A coal-black Morgan-American Quarter Horse cross, Black Jack served in the Caisson Platoon of the 3rd U.S. Infantry Regiment (The Old Guard). Named in honor of General of the Armies John J. "Black Jack" Pershing, he was the riderless horse in more than 1,000 Armed Forces Full Honors Funerals (AFFHF), the majority of which were in Arlington National Cemetery. With boots reversed in the stirrups, he was a symbol of a fallen leader.

Early life 
Black Jack was foaled January 19, 1947, and came to Fort Myer from the cavalry remount station at Fort Reno, Oklahoma, on November 22, 1952. Black Jack was the last of the Quartermaster–issue horses branded with the Army's U.S. brand (on the left shoulder) and his Army serial number 2V56 (on the left side of his neck).

Career 
Black Jack served a long and respectable military career. 

Among the highlights were that he participated in four state funerals:

 Presidents:
 John F. Kennedy (1963)
 Herbert Hoover (1964)

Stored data

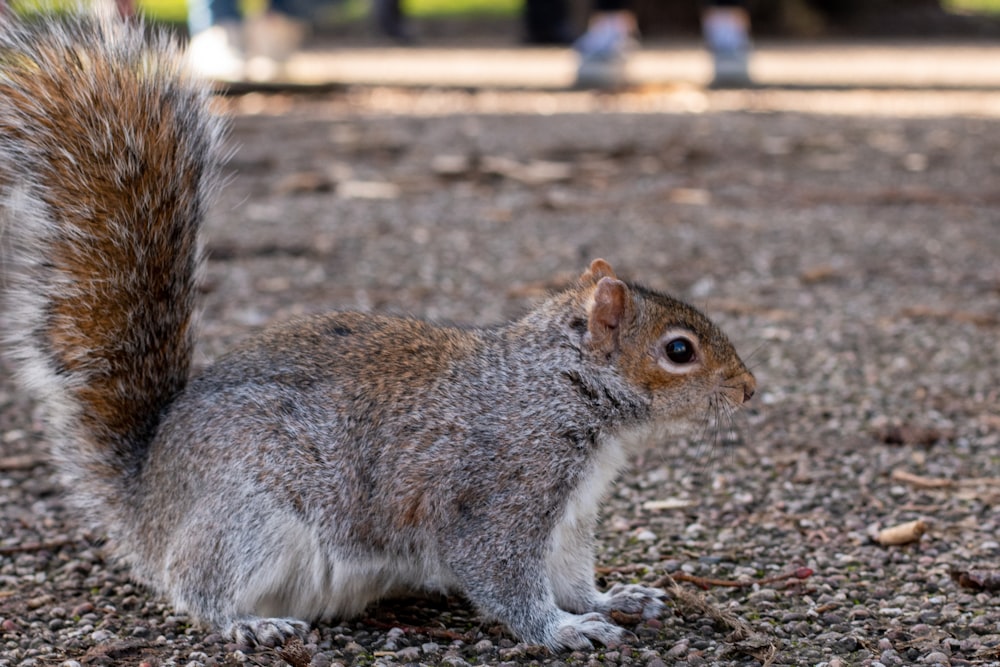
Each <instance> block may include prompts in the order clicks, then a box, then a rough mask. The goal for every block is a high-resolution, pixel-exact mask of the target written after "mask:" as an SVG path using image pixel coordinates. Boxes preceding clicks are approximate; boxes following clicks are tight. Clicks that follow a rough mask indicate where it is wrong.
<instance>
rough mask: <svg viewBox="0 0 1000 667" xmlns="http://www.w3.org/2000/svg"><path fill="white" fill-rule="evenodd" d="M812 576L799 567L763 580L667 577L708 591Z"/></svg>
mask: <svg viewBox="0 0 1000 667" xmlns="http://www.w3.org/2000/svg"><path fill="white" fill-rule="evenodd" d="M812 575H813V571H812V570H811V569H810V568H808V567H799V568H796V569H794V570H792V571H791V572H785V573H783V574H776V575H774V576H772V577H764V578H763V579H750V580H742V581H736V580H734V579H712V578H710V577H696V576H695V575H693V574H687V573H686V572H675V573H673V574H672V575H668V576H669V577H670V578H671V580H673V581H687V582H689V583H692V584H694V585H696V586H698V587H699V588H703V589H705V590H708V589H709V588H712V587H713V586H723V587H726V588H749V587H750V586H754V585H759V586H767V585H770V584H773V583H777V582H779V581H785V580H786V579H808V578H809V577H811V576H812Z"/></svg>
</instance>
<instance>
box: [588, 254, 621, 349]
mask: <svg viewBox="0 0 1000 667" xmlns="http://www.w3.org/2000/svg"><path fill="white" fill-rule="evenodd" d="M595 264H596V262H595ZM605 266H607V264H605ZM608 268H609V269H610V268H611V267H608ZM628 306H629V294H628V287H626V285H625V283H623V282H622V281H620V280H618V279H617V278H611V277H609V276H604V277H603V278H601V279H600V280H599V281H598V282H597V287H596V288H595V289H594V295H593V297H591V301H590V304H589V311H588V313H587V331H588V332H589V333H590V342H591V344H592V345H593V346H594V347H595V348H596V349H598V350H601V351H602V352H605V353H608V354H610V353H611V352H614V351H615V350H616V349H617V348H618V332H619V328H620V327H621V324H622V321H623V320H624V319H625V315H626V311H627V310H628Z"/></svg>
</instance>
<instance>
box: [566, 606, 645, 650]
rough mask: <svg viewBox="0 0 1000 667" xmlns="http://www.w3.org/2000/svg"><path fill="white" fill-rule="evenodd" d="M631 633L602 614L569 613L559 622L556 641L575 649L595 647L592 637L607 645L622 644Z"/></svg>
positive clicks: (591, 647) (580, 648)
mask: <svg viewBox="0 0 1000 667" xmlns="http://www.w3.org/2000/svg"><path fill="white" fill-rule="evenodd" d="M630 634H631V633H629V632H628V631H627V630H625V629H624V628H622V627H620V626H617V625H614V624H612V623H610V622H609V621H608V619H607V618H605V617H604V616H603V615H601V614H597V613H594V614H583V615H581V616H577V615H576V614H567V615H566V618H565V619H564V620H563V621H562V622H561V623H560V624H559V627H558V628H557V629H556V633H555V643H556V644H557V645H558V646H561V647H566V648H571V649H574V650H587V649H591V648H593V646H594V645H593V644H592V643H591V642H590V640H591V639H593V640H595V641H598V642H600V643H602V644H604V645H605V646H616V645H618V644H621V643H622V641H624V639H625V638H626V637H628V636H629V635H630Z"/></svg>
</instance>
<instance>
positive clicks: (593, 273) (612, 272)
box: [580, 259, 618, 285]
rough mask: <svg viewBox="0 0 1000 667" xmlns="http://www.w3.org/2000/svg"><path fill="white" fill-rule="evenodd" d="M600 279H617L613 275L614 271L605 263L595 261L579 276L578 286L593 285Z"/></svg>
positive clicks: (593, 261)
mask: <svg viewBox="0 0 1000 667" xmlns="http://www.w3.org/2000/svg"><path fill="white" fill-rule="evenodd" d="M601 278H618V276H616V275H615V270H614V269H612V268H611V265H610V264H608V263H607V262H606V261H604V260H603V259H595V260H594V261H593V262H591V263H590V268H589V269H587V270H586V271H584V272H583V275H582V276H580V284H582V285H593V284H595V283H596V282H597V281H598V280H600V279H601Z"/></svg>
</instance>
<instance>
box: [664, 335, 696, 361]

---

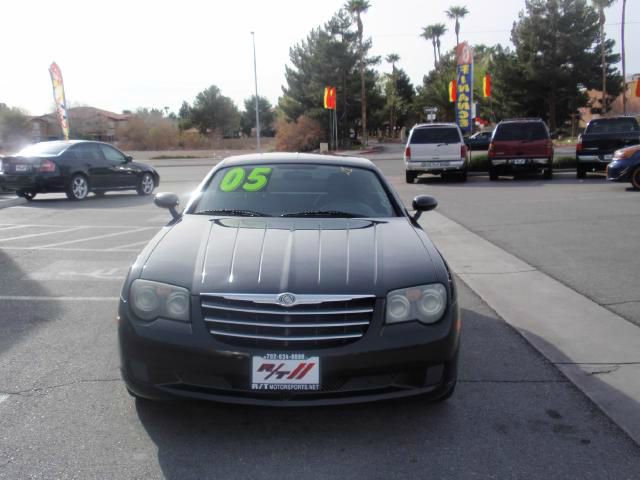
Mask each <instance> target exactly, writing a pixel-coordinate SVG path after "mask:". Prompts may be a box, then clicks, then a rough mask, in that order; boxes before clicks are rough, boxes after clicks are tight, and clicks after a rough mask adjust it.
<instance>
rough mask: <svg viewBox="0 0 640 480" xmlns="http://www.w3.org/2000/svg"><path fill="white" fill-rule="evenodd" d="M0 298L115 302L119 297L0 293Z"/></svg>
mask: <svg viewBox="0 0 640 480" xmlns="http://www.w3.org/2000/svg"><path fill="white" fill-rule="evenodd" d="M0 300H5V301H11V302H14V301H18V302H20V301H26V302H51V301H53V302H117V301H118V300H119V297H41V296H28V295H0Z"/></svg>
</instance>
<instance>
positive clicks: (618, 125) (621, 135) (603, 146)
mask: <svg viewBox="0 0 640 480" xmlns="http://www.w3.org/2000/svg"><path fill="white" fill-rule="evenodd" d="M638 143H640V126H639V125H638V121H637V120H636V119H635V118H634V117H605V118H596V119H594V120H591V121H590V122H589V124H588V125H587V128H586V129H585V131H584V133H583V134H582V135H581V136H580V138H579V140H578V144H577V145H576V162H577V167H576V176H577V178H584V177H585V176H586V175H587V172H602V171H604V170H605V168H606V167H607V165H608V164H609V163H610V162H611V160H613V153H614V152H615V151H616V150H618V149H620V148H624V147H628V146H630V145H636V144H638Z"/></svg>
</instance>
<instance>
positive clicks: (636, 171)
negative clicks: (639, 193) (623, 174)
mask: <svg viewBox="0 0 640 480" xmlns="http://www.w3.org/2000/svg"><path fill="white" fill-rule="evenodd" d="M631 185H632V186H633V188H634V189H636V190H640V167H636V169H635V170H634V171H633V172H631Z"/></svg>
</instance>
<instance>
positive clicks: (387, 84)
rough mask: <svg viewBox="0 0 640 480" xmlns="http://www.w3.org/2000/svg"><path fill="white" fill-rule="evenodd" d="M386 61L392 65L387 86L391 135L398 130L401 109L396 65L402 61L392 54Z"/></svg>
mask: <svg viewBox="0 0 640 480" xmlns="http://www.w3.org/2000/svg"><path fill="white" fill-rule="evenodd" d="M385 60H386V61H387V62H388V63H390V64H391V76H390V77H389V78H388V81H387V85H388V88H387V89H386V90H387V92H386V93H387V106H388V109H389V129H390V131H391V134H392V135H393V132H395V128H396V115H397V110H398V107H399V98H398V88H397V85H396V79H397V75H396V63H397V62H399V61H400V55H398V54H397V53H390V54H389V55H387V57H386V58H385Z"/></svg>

==

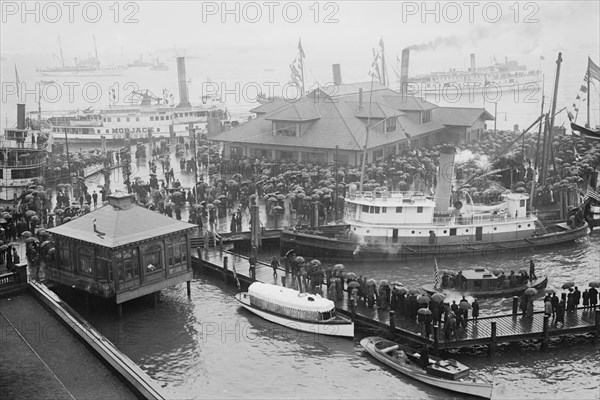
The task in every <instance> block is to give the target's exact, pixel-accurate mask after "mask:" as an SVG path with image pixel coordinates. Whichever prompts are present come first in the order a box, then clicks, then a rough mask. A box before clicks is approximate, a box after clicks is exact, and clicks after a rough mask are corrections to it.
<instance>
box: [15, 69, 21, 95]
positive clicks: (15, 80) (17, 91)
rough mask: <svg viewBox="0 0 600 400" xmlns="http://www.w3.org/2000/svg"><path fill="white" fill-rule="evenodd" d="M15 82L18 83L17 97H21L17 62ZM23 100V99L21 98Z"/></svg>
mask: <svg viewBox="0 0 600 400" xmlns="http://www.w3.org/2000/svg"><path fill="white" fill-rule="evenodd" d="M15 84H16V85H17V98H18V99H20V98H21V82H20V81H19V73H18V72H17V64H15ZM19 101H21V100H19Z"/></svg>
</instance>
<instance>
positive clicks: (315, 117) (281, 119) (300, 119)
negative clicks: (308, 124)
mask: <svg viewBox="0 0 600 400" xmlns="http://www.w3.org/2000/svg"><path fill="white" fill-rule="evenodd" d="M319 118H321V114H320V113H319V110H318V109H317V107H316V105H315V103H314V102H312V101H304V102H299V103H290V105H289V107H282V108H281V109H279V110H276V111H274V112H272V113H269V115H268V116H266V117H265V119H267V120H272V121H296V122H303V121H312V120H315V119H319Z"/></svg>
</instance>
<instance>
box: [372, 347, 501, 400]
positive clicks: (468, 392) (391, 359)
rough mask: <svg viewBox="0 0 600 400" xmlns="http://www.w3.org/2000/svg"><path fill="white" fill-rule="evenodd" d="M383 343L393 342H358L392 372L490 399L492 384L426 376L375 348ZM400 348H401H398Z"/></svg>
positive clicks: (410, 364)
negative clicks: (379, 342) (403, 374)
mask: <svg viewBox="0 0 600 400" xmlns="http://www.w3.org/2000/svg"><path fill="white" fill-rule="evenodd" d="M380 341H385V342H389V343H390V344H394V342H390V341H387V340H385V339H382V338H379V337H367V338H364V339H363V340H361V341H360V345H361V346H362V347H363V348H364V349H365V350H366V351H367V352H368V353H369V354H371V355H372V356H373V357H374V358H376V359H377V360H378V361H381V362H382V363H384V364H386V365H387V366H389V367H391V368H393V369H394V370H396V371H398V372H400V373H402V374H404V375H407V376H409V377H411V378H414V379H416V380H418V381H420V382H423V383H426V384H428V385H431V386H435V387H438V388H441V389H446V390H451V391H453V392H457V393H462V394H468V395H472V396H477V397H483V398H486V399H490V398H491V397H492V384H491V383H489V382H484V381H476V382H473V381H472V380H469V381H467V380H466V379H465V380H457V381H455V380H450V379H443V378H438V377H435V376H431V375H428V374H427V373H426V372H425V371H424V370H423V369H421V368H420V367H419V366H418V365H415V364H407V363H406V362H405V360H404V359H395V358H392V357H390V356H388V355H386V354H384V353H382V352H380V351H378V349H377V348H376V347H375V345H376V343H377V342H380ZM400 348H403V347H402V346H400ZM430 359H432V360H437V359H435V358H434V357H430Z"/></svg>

* [PROBLEM TO WORK ON] Can you reproduce everything in the text about Black Jack from "A coal-black Morgan-American" down to "respectable military career.", word for word?

* [FINISHED EXERCISE]
A coal-black Morgan-American Quarter Horse cross, Black Jack served in the Caisson Platoon of the 3rd U.S. Infantry Regiment (The Old Guard). Named in honor of General of the Armies John J. "Black Jack" Pershing, he was the riderless horse in more than 1,000 Armed Forces Full Honors Funerals (AFFHF), the majority of which were in Arlington National Cemetery. With boots reversed in the stirrups, he was a symbol of a fallen leader.

Early life 
Black Jack was foaled January 19, 1947, and came to Fort Myer from the cavalry remount station at Fort Reno, Oklahoma, on November 22, 1952. Black Jack was the last of the Quartermaster–issue horses branded with the Army's U.S. brand (on the left shoulder) and his Army serial number 2V56 (on the left side of his neck).

Career 
Black Jack served a long and respectable military career.